It’s been a light reading month, but the good news is that four of these were on my to-be-read pile on Goodreads. Harry Potter and the Cursed Child has been on my reading list and was a gift on my birthday, rendering five minutes of full-on fangirling, while my copy of To the Bright Edge of the World was signed by the author herself, Eowyn Ivey! If you don't know who she is, she's better known for her novel, The Snow Child (which I highly recommend to read ASAP because it's GORGEOUS). She was super sweet when I met her at a book signing, discussing how she wrote her novels while simultaneously giving writing tips. Rick Riordan was here as well, but because of the crazy number of people who went and of that day’s amount of signed homework, I couldn’t go and was distraught by the fact. Another YA author is coming up here soon….

=======

SET TASKS:
1. In the reading-month post, who signed the copy of To the Bright Edge of the World?
2. Continue the reading-month post from its last sentence, keeping its voice.

COLLECTED MATERIAL:
=======

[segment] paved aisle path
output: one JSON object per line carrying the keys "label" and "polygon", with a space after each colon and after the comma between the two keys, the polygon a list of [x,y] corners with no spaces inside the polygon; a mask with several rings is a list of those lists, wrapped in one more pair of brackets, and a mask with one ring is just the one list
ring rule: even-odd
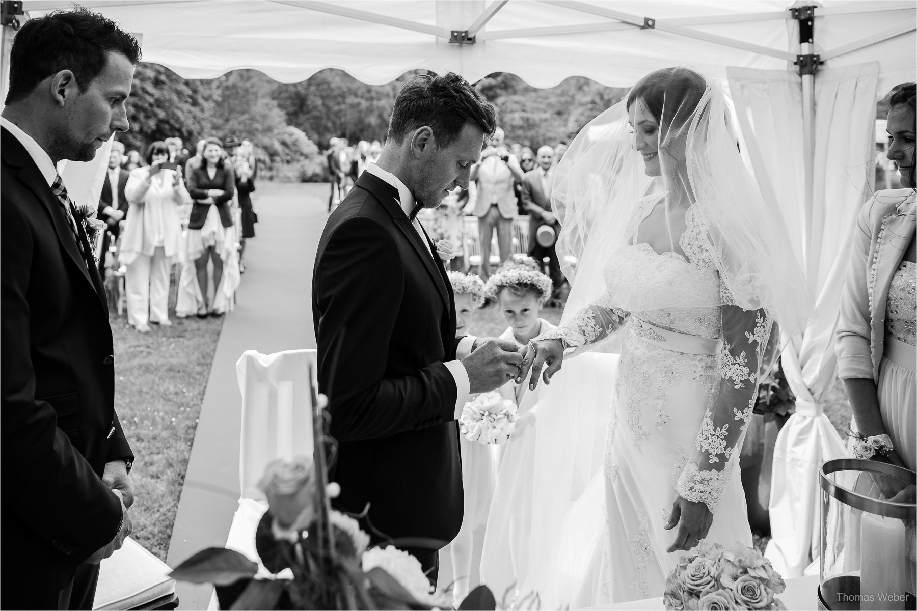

=======

ANSWER LIST:
1. Eowyn Ivey, the book's author.

2.
To those who are embarking on NaNoWriMo for the first time: welcome to this insane plot-filled thirty days where most of the time, we writers are in way over our heads for because the procrastination done is because of either laziness, social media, or a good book that just got released, such as Marissa Meyer's Heartless. It can be painful and sometimes the words that are spurred out feel like gobbly goop at times, but you can get through this, and if you need anyone to rant, do a Night of Write, or just engage in a Word War / Sprint with, just let me know because I'm willing to do any of those with you. We can do this, friends!

Are you doing NaNoWriMo? 
If you are, what's your novel going to be about? 
If not, will you be snacking on pumpkin pie-- what else will you be doing?

P.S. Posting the q&a at the end of the month because I'm experiencing technical difficulties!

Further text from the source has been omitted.